▶ _EXERCISES TO COMPLETE_
[1] Decide whether each statement agrees with the passage on responsive web design below: (a) responsive design costs more than building separate mobile and desktop versions; (b) a responsive website restructures itself automatically to fit the user's screen size; (c) separate mobile and desktop versions mean two products to design, develop and manage. For each, answer yes or no and quote the deciding words.
[2] According to the passage on responsive web design below, what did designers in recent years like to develop for their websites?
[3] From the passage on responsive web design below, copy without alteration the part that opens with the words containing "In recent years, designers" and closes with "simplification of maintenance).".

▶ _EXCERPT TO READ_

Responsive web design is laying-out and coding a website to provide the most optimal viewing experience, regardless of the device being used. In other words, as a user switches from a laptop to a tablet or smartphone, the website will automatically restructure itself to respond to the user’s screen size. It’s a one-size-fits-all fashion statement that you shouldn’t overlook if you’re serious about search engine marketing and optimization.

Here’s why it’s essential that content marketers dress their sharpest with responsive website layouts.

Cost Benefits

In recent years, designers were fond of developing a “mobile version” and “desktop version” of their website. This was a step in the right direction, as marketers were accounting for the growing number of users who navigated sites using their phones; however, it came at a hefty price. Two websites equal two products to design, develop and manage.

With responsive website design, your investment in a website will result in one streamlined solution. Responsive is more cost-effective than creating separate mobile and desktop versions of a website (not to mention the simplification of maintenance).

You can also consider it a safe bet that responsive website design will prepare your site for the future. There’s a plethora of devices on the market you can use to surf the web: gaming consoles, e-readers, different models of phones and tablets, and probably a few new devices that have been developed since you clicked on this post (I’m joking). With new technology constantly emerging, responsive layouts are here to stay for the foreseeable future.

▶ _DATA ENTRIES_
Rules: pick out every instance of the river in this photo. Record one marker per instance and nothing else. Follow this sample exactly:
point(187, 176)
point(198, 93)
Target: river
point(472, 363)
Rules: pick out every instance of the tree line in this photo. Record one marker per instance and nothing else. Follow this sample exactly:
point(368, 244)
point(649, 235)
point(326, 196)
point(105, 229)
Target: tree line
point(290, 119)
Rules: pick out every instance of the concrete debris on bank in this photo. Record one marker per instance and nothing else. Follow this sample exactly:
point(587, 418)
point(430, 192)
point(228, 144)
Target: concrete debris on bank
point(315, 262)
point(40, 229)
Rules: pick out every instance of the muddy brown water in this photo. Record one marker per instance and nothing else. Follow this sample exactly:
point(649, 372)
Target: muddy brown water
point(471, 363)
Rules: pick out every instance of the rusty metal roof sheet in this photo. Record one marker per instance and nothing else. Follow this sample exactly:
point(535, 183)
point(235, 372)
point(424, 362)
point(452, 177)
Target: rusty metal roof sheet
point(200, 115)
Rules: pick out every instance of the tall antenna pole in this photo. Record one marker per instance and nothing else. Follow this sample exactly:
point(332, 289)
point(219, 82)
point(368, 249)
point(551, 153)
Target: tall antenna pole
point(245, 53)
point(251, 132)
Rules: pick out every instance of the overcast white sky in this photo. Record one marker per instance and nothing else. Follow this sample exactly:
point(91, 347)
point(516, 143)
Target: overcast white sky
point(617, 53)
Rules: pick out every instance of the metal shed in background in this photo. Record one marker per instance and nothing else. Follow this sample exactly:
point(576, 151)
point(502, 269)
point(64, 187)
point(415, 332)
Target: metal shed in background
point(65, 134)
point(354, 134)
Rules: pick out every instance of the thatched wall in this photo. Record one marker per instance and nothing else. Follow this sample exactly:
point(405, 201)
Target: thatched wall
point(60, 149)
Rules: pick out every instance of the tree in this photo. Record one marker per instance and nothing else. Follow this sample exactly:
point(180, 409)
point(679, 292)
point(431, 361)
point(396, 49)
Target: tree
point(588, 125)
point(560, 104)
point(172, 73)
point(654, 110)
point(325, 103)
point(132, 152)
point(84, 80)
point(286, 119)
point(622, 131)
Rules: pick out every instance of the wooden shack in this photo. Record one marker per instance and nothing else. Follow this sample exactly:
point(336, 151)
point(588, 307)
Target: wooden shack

▶ _EXERCISE ANSWERS_
[1]
(a) No: "Responsive is more cost-effective than creating separate mobile and desktop versions of a website"
(b) Yes: "the website will automatically restructure itself to respond to the user’s screen size"
(c) Yes: "Two websites equal two products to design, develop and manage."

[2] A "mobile version" and a "desktop version" of their website.

[3]
In recent years, designers were fond of developing a “mobile version” and “desktop version” of their website. This was a step in the right direction, as marketers were accounting for the growing number of users who navigated sites using their phones; however, it came at a hefty price. Two websites equal two products to design, develop and manage.

With responsive website design, your investment in a website will result in one streamlined solution. Responsive is more cost-effective than creating separate mobile and desktop versions of a website (not to mention the simplification of maintenance).